start Provided records

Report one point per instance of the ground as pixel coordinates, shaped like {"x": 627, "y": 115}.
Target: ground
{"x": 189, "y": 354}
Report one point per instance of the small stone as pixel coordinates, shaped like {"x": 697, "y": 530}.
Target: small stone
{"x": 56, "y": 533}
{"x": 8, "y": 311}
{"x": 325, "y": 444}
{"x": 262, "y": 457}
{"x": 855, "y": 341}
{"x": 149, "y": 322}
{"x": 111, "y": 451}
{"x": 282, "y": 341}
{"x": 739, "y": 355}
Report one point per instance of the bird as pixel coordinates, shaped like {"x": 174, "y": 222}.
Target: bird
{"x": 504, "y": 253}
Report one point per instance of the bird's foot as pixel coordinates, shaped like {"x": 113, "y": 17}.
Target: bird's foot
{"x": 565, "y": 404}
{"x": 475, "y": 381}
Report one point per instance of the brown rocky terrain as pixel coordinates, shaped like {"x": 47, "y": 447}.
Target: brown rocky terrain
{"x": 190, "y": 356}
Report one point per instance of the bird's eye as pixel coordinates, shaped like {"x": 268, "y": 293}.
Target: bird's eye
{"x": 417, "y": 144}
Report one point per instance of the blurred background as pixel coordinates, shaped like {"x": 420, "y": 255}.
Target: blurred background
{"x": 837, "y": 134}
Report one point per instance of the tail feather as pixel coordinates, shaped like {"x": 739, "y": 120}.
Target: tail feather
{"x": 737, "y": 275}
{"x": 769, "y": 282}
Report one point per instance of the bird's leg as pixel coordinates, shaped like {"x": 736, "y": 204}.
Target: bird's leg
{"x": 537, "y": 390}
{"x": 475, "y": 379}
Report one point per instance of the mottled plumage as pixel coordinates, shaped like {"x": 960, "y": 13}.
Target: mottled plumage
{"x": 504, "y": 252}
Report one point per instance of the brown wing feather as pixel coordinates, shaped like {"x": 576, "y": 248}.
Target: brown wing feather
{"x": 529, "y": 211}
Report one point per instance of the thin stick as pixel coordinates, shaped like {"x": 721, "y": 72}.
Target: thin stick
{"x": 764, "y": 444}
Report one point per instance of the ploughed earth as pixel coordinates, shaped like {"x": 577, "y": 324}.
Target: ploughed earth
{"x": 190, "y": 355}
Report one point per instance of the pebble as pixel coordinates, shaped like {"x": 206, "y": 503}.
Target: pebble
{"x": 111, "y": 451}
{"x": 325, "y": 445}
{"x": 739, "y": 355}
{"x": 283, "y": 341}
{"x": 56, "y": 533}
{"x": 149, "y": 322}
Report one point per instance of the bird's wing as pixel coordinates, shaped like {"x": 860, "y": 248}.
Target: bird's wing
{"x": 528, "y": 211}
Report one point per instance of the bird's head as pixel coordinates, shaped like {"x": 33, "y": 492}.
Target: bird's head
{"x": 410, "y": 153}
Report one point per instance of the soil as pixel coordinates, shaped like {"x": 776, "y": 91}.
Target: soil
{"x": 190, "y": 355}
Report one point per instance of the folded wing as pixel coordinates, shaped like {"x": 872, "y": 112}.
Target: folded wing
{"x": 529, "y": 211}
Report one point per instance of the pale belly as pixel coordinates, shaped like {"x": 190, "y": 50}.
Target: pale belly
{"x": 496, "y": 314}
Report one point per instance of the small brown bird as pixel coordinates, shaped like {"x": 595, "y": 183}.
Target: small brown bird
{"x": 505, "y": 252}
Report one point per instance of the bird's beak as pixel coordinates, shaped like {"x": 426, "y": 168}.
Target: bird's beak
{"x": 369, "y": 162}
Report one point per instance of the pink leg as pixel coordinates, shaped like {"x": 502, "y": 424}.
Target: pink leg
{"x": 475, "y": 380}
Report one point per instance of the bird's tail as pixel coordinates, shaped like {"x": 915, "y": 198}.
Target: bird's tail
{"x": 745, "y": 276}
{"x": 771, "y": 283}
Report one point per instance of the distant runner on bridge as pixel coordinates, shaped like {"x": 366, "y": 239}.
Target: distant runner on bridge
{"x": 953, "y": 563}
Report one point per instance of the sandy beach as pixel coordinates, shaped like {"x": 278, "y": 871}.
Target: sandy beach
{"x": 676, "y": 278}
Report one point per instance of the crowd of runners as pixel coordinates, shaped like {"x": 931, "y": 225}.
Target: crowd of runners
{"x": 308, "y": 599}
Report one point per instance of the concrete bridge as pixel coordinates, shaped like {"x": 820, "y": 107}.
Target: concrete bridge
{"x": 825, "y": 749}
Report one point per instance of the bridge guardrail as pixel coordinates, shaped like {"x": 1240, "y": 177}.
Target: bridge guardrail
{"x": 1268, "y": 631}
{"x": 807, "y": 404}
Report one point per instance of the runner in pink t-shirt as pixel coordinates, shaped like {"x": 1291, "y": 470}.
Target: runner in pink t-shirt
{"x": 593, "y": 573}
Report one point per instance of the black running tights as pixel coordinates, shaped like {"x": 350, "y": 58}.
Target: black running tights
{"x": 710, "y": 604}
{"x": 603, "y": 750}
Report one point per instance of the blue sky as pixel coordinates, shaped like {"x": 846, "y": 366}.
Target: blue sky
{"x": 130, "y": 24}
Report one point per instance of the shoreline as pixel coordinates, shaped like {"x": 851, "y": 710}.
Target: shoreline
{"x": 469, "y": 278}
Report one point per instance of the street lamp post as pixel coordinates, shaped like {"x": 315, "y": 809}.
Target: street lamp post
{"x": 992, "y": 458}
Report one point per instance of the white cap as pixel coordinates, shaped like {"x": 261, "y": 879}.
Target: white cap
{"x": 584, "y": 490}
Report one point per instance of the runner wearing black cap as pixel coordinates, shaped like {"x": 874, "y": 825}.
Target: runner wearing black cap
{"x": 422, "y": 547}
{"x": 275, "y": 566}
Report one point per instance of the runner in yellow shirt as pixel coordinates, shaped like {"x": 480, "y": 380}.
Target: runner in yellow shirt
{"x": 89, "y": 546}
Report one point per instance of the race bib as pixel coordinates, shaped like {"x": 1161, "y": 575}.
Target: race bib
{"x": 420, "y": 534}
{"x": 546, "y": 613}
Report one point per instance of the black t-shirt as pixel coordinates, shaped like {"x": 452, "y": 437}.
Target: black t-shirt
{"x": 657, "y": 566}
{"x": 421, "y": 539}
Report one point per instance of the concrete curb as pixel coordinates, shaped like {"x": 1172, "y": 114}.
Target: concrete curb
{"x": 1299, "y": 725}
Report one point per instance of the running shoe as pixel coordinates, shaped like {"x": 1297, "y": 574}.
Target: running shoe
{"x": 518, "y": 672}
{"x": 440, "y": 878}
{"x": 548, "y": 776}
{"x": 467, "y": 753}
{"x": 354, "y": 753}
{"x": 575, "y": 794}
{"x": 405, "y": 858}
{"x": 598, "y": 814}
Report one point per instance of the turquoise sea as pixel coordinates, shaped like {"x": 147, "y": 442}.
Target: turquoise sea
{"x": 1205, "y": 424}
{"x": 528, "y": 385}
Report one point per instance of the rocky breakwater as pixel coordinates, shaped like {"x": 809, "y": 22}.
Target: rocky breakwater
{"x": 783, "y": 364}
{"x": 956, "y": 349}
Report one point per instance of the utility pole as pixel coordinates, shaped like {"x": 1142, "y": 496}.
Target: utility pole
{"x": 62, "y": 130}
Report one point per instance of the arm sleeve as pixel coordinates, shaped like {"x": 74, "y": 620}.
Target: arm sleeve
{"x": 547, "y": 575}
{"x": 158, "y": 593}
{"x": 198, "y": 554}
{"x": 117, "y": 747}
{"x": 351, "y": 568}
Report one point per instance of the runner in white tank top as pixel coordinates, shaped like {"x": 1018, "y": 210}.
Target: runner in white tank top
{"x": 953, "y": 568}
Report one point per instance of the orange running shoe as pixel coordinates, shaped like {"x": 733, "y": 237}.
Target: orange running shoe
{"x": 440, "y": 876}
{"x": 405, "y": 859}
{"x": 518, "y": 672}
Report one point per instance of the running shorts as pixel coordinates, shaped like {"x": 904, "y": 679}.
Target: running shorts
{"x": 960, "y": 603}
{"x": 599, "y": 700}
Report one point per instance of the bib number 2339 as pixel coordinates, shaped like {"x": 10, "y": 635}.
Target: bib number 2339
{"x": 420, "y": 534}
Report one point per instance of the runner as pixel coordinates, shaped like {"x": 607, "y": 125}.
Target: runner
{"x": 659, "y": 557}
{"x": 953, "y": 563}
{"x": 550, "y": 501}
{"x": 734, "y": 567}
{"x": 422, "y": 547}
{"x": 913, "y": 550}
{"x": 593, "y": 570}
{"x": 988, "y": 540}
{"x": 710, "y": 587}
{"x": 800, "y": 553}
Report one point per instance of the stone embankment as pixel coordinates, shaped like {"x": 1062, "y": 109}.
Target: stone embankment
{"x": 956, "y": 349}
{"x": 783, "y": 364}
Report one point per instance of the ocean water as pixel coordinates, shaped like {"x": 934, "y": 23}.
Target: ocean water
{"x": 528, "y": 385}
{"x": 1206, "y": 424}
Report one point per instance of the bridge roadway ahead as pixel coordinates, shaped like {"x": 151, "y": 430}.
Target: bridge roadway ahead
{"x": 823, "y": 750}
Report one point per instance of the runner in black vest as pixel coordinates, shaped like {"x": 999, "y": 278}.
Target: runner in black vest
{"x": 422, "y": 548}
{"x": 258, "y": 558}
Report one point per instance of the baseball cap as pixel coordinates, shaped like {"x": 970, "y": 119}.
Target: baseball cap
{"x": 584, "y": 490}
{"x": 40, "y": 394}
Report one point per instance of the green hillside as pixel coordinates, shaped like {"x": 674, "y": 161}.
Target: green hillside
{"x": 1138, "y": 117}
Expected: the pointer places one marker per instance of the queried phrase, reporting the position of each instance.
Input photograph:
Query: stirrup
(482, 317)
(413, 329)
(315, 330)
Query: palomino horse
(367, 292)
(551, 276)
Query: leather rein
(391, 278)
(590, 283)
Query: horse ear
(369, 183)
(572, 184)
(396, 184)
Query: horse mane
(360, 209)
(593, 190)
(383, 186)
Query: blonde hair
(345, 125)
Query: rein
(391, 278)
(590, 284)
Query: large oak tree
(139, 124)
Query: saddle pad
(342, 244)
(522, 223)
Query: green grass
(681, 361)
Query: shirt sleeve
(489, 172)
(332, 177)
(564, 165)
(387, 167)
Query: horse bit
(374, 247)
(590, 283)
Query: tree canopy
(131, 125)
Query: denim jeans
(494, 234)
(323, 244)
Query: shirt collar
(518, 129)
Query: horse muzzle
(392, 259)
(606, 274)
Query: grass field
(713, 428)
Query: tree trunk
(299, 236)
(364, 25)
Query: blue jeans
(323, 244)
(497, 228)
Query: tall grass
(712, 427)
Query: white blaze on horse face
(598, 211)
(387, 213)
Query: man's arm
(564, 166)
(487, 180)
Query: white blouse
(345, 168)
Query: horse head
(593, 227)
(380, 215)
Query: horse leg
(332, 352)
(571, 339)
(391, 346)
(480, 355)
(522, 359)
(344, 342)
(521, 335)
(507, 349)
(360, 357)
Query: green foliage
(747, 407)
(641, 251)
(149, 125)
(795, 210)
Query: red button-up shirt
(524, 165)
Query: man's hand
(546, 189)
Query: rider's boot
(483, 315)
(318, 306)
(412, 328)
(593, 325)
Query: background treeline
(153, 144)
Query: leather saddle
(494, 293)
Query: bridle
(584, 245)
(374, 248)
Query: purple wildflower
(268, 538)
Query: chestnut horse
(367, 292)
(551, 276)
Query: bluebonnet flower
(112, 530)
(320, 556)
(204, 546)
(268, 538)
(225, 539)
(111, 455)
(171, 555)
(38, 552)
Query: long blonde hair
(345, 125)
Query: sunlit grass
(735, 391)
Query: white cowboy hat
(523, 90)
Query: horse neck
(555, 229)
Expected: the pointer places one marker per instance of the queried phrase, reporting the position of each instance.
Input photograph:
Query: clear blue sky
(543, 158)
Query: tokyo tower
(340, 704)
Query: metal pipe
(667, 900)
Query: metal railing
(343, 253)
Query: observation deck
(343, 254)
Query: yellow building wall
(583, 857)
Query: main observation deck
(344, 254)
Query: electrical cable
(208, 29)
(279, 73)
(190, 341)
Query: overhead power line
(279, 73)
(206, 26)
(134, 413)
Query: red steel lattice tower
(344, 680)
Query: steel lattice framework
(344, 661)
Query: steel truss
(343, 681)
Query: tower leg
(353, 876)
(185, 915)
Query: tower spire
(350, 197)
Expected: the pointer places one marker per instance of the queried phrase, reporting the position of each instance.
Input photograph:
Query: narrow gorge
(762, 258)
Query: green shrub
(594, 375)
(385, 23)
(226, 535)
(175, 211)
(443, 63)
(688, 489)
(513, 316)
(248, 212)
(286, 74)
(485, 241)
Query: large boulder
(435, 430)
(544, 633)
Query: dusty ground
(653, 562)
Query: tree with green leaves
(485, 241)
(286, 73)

end Provided records

# Problem description
Please recast the records from the line containing "Query: sunlit grass" through the end of the records, inclusive, as a two-column CSV with the columns input and output. Give one row per record, with its text and its answer each in a single quoted field and line breaks turned into spaces.

# Task result
input,output
"Query: sunlit grass","(735, 391)"
"Query: white cowboy hat","(523, 90)"
"Query: horse neck","(555, 229)"
"Expected: the pointer places one marker per instance of the queried phrase, reporting the position of each instance. Input photograph: Query: clear blue sky","(543, 158)"
"Query: tokyo tower","(340, 704)"
"Query: metal pipe","(667, 900)"
"Query: metal railing","(343, 253)"
"Query: observation deck","(343, 254)"
"Query: yellow building wall","(583, 857)"
"Query: main observation deck","(344, 254)"
"Query: electrical cable","(208, 29) (279, 73) (190, 341)"
"Query: overhead power line","(279, 73) (206, 26) (134, 413)"
"Query: red steel lattice tower","(344, 680)"
"Query: steel lattice framework","(344, 661)"
"Query: steel truss","(343, 681)"
"Query: tower leg","(353, 876) (185, 915)"
"Query: tower spire","(350, 197)"
"Expected: the pointer places one marker per instance of the queried phrase, reporting the position of each instance. Input photograph: Query: narrow gorge","(762, 258)"
"Query: green shrub","(594, 375) (385, 23) (226, 535) (175, 211) (443, 63) (688, 489) (513, 316) (248, 212) (286, 74) (485, 241)"
"Query: large boulder","(435, 430) (544, 633)"
"Query: dusty ground","(653, 562)"
"Query: tree with green leaves","(485, 241) (286, 73)"